====== DATASET RECORDS ======

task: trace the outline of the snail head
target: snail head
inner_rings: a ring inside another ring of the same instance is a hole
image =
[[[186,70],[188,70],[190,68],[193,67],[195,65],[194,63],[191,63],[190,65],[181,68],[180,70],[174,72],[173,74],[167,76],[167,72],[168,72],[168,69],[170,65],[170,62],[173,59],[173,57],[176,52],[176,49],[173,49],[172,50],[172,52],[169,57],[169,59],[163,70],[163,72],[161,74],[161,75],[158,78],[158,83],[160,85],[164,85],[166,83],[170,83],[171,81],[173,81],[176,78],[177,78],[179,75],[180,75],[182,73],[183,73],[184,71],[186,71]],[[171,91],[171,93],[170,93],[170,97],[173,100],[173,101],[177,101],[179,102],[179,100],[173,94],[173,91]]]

======

### GIVEN EXERCISE
Please recast the records above as a Markdown table with the columns Row and Line, giving each line its own row number and leaving out blank lines.

### COMPLETED TASK
| Row | Line |
|---|---|
| 1 | task: trace the outline of the snail head |
| 2 | target: snail head |
| 3 | inner_rings: a ring inside another ring of the same instance is a hole |
| 4 | image = |
| 5 | [[[186,70],[188,70],[190,68],[193,67],[195,65],[194,63],[191,63],[190,65],[181,68],[180,70],[174,72],[173,74],[167,76],[167,72],[168,72],[168,69],[170,65],[170,62],[173,59],[173,57],[176,52],[176,49],[173,49],[172,50],[172,52],[169,57],[169,59],[163,70],[163,72],[161,74],[161,75],[158,78],[158,83],[160,85],[164,85],[166,83],[170,83],[171,81],[173,81],[176,78],[177,78],[179,75],[180,75],[182,73],[183,73],[184,71],[186,71]],[[171,91],[171,93],[170,93],[170,97],[173,100],[173,101],[177,101],[179,102],[179,100],[173,94],[173,91]]] |